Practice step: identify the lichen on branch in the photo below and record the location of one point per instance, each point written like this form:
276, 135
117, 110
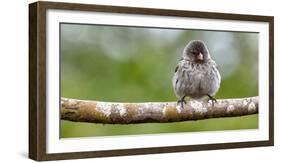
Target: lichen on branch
126, 113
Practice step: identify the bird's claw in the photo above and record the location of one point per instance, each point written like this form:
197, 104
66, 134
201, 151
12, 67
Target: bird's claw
212, 99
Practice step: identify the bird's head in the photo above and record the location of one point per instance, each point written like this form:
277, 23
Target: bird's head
196, 51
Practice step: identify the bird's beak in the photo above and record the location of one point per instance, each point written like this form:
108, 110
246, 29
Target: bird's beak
200, 57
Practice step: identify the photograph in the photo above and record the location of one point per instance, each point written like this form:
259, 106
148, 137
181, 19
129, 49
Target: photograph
149, 80
118, 80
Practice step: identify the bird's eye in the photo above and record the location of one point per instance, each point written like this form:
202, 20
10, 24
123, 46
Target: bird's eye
193, 52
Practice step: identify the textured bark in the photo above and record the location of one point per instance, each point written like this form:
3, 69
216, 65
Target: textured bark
125, 113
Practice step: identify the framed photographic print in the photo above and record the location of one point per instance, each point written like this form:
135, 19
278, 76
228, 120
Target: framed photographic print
111, 81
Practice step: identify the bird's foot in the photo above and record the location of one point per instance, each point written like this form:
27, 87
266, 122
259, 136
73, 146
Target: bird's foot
212, 99
182, 102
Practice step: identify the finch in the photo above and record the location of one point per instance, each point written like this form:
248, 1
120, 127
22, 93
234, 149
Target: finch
196, 74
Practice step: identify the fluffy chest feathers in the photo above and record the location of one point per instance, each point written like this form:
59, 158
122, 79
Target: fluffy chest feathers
196, 79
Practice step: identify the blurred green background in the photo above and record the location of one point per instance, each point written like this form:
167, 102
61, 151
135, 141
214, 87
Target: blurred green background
130, 64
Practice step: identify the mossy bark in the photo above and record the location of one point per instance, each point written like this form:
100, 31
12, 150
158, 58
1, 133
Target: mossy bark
126, 113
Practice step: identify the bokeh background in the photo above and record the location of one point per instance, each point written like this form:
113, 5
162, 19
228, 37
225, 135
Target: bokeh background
131, 64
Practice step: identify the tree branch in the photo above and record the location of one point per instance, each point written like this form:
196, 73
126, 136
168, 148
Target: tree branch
125, 113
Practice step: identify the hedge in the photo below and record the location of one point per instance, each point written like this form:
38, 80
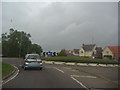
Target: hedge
80, 60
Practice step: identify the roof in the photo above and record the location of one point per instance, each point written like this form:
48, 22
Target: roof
114, 49
88, 47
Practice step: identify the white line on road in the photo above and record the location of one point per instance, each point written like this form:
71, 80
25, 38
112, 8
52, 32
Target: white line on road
11, 77
59, 70
83, 76
79, 83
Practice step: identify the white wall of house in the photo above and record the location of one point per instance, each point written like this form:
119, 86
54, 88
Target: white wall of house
107, 51
81, 52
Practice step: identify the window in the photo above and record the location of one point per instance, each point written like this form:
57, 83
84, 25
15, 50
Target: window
81, 51
107, 52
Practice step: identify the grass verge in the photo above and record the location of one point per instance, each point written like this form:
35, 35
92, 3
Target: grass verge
80, 60
6, 69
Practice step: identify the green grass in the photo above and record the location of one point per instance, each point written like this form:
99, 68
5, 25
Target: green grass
6, 69
80, 60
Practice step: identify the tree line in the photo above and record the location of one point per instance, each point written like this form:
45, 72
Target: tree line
18, 44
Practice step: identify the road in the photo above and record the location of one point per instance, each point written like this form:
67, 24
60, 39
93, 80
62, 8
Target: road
64, 76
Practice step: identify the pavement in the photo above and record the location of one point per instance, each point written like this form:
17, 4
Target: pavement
61, 75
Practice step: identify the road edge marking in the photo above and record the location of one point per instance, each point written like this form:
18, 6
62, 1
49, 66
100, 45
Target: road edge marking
59, 70
80, 83
11, 77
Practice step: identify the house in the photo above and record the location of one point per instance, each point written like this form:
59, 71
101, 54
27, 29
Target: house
90, 50
111, 52
69, 52
76, 52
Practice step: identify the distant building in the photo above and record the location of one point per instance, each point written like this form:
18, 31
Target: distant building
90, 50
69, 52
76, 52
111, 52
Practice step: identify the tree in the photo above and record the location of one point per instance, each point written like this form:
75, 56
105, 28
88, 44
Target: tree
35, 48
62, 53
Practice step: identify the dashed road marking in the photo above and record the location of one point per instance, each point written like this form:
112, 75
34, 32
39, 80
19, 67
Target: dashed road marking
83, 76
59, 70
80, 83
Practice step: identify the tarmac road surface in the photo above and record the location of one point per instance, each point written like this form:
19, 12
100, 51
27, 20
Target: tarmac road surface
63, 76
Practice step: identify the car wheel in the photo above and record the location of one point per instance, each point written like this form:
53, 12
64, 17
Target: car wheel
24, 68
40, 68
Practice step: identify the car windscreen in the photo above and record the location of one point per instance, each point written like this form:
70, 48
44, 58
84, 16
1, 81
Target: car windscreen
33, 57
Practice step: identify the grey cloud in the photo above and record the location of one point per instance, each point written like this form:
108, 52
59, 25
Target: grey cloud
64, 25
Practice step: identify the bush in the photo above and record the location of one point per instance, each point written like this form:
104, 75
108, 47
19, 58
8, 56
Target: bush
80, 60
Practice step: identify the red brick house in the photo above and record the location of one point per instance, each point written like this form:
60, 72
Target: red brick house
111, 52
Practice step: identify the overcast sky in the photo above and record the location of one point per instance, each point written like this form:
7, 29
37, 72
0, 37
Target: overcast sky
58, 25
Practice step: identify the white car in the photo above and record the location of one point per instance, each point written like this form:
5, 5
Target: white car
32, 61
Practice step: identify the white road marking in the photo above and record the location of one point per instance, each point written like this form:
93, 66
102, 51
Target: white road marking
79, 83
59, 70
11, 77
83, 76
20, 65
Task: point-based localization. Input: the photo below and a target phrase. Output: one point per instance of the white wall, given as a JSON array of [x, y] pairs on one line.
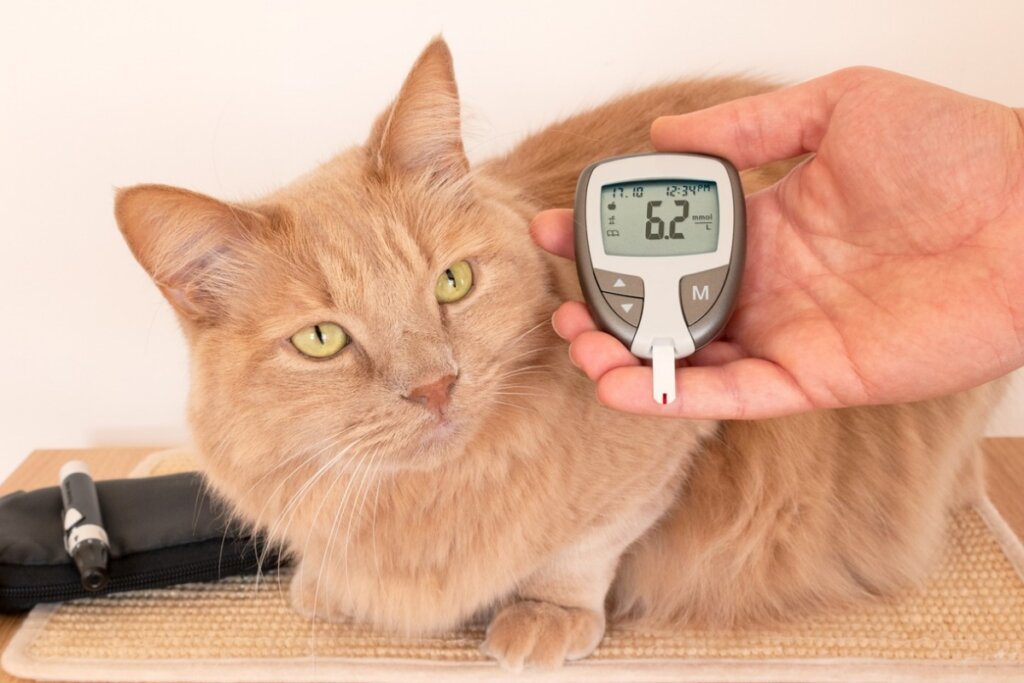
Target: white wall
[[235, 98]]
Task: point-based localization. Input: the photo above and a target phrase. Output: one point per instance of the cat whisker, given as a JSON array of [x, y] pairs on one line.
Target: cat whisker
[[257, 522], [356, 510], [296, 498]]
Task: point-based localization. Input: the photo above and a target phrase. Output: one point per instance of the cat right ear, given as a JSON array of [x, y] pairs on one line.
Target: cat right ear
[[188, 243]]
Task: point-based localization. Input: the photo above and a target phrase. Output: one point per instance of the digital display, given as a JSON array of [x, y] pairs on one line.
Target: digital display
[[659, 217]]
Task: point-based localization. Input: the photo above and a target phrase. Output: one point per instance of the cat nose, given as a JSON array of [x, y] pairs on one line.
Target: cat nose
[[433, 395]]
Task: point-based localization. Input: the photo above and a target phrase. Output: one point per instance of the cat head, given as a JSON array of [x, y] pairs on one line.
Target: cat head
[[386, 305]]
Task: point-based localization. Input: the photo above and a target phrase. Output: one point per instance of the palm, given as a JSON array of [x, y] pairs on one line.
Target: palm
[[864, 269]]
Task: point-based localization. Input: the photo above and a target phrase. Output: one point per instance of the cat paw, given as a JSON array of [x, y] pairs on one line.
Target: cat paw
[[542, 635]]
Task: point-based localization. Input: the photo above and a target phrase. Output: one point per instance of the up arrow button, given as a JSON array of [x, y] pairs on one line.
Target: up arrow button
[[619, 283]]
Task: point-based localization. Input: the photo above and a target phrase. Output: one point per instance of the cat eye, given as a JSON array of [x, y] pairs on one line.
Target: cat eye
[[455, 283], [320, 341]]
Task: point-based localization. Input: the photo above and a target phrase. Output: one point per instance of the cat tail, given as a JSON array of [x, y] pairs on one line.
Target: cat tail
[[546, 165]]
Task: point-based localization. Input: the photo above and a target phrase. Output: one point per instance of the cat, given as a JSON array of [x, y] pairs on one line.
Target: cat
[[376, 383]]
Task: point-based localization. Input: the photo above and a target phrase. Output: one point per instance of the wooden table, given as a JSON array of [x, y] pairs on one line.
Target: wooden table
[[1004, 460]]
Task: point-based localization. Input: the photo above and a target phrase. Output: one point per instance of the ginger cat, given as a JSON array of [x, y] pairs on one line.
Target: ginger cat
[[376, 383]]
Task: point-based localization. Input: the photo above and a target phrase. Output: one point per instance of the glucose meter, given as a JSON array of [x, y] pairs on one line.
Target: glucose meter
[[659, 246]]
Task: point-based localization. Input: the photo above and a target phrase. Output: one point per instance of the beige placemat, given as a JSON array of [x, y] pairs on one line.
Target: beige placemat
[[966, 625]]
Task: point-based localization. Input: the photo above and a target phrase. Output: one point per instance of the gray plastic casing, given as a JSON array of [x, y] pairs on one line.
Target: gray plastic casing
[[711, 324]]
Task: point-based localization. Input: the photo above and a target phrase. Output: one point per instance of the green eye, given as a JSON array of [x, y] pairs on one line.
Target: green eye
[[455, 283], [320, 341]]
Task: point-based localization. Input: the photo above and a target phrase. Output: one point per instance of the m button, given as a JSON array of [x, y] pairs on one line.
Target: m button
[[699, 292]]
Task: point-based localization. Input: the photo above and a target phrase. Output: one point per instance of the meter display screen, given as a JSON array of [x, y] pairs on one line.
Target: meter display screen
[[665, 217]]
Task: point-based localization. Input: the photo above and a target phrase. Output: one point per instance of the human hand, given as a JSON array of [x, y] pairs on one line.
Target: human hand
[[886, 267]]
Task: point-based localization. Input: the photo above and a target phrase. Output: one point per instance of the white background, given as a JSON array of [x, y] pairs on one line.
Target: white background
[[236, 98]]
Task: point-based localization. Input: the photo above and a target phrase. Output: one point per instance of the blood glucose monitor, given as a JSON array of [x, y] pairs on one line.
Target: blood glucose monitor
[[659, 246]]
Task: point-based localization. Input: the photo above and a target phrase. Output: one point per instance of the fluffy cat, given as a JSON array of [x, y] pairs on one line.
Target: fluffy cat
[[430, 455]]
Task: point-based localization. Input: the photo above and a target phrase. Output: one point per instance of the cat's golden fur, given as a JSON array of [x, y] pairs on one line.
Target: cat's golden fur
[[525, 501]]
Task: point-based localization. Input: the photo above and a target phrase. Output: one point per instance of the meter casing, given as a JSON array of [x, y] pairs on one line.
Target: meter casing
[[668, 290]]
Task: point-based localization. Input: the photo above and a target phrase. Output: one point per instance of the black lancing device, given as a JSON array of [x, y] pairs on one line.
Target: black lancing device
[[85, 538]]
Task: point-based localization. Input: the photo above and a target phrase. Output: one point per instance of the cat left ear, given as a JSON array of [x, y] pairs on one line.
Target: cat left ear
[[421, 132]]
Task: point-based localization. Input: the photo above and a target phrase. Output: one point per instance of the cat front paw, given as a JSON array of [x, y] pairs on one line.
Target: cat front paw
[[542, 635]]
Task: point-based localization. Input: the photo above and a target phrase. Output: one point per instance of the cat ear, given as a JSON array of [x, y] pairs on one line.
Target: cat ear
[[189, 244], [421, 132]]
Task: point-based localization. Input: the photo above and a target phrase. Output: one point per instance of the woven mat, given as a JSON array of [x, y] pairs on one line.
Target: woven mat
[[966, 625]]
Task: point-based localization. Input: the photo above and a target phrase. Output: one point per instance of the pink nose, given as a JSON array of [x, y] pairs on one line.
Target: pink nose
[[435, 394]]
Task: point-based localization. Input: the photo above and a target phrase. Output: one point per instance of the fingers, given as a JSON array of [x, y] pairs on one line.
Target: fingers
[[553, 230], [745, 389], [598, 353], [763, 128], [721, 382]]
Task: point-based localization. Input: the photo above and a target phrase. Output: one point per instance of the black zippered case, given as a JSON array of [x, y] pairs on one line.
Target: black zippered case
[[163, 530]]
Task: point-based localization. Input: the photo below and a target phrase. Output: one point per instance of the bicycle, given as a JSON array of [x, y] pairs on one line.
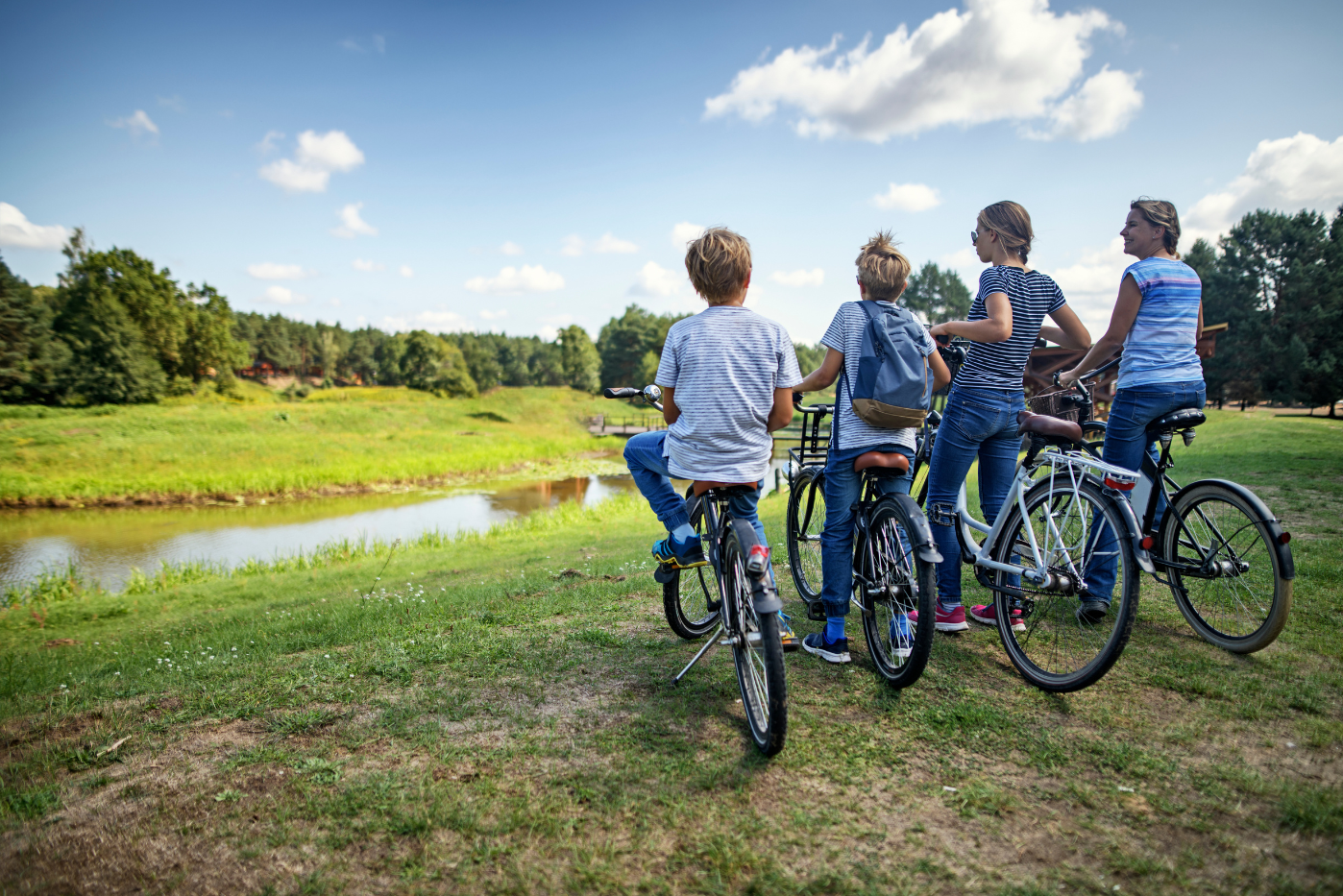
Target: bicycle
[[745, 613], [1225, 556], [894, 558], [1036, 556]]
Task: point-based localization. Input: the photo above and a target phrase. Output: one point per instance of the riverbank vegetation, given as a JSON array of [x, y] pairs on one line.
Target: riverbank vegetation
[[492, 714]]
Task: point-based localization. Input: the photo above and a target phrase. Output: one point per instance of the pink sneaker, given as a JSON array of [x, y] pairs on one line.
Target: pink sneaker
[[989, 616], [954, 620]]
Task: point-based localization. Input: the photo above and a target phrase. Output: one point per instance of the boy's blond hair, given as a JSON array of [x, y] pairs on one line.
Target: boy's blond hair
[[719, 263], [883, 269]]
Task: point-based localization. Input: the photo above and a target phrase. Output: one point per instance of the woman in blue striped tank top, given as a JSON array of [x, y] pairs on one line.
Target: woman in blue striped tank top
[[1158, 319]]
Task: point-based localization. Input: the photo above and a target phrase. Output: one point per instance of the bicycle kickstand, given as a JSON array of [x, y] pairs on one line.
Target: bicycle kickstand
[[709, 645]]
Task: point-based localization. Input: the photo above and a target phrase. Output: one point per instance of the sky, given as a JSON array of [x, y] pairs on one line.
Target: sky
[[519, 167]]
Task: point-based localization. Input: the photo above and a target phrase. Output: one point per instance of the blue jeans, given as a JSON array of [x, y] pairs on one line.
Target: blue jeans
[[843, 488], [644, 454], [1126, 442], [975, 422]]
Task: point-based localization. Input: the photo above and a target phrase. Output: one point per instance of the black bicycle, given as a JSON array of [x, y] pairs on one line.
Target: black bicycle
[[893, 560], [742, 610]]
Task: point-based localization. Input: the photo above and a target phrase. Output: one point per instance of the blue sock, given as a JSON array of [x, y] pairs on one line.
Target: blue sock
[[684, 534]]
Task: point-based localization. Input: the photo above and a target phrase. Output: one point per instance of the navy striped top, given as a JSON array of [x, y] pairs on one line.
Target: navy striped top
[[1002, 366]]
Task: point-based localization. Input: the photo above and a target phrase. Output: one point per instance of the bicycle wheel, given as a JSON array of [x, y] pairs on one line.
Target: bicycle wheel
[[1242, 603], [806, 519], [691, 599], [756, 650], [896, 585], [1060, 650]]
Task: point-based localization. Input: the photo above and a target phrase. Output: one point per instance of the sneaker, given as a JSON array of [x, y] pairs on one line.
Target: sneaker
[[790, 639], [1092, 612], [954, 620], [988, 614], [680, 556], [817, 643]]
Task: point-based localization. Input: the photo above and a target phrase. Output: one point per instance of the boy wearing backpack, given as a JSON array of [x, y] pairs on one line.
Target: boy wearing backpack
[[884, 356]]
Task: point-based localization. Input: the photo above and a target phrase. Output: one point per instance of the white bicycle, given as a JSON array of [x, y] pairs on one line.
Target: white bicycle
[[1062, 518]]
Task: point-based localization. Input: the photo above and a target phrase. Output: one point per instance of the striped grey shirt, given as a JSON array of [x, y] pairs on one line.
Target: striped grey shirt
[[724, 364]]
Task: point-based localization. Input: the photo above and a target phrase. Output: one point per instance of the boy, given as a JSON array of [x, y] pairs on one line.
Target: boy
[[883, 272], [727, 379]]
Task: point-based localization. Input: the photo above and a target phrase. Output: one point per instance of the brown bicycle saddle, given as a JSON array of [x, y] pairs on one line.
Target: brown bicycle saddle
[[885, 460], [1048, 426]]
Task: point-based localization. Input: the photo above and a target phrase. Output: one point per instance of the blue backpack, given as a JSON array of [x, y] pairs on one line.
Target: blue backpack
[[891, 390]]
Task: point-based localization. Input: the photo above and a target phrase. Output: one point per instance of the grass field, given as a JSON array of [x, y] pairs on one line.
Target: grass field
[[497, 719], [202, 448]]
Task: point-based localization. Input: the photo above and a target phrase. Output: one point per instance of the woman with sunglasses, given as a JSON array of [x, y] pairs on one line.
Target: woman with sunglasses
[[981, 415]]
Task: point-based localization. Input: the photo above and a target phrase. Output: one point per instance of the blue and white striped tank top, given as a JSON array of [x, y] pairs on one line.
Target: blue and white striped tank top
[[1161, 347]]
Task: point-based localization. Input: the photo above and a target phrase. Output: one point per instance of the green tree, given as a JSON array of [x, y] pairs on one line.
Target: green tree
[[937, 295], [579, 361], [33, 360]]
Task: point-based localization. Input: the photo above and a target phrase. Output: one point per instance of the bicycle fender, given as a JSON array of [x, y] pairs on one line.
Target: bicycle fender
[[1271, 522], [921, 536]]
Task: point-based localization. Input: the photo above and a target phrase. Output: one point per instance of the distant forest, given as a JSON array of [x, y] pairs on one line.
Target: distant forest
[[115, 329]]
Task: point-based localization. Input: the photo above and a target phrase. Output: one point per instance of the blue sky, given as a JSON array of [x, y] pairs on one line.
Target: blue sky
[[520, 167]]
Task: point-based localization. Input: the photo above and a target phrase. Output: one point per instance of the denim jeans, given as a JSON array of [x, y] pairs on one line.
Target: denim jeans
[[1126, 441], [644, 454], [843, 488], [975, 422]]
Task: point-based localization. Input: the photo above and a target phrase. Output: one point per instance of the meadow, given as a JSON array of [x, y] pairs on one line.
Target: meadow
[[212, 448], [493, 714]]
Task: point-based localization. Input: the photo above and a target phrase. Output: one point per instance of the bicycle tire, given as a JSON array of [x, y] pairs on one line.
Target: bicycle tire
[[691, 598], [806, 521], [756, 653], [1059, 652], [1260, 598], [904, 583]]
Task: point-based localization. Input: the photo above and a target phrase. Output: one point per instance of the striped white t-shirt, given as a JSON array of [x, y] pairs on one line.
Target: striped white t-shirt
[[724, 364], [1002, 366]]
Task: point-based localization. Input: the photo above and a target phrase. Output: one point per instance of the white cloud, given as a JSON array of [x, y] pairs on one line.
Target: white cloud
[[270, 270], [20, 232], [512, 281], [352, 225], [282, 296], [999, 60], [800, 277], [684, 232], [655, 281], [908, 198], [1285, 175], [137, 124], [316, 157]]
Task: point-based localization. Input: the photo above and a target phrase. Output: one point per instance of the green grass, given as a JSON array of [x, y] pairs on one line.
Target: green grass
[[207, 448], [493, 714]]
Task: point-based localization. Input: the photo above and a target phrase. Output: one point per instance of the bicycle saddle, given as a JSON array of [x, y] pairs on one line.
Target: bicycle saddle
[[704, 485], [1048, 426], [1181, 420], [893, 461]]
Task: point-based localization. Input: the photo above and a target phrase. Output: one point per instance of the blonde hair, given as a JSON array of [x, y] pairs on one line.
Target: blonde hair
[[719, 263], [883, 269], [1012, 222], [1160, 214]]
______
=== DIRECTIONS ===
Copy out precisely the lines from the line with "meter casing, given" to the line with "the cat front" in the material above, including those two lines and omitting all the rest.

=== ANSWER BOX ===
Task: point-based localization. Input: the photo above and a target phrase. Output: one point per instance of the meter casing, given as a JSON array of [x, y] pairs on one line.
Target: meter casing
[[668, 290]]
Task: point-based localization. Input: the photo above and a target phrase. Output: one point per instance of the black lancing device, given as a JSON array of [x, y] pairs on one line.
Target: black lancing device
[[85, 538]]
Task: point-based localization. Input: the photo above and a target phrase. Output: one point per instance of the cat left ear, given as a JSON array of [x, y] pairs on one line.
Target: cat left ear
[[421, 132]]
Task: point-based localization. Input: the photo above and a target phrase. Output: one point per instance of the cat front paw, given as a JSON array of [x, y] pairs on one line.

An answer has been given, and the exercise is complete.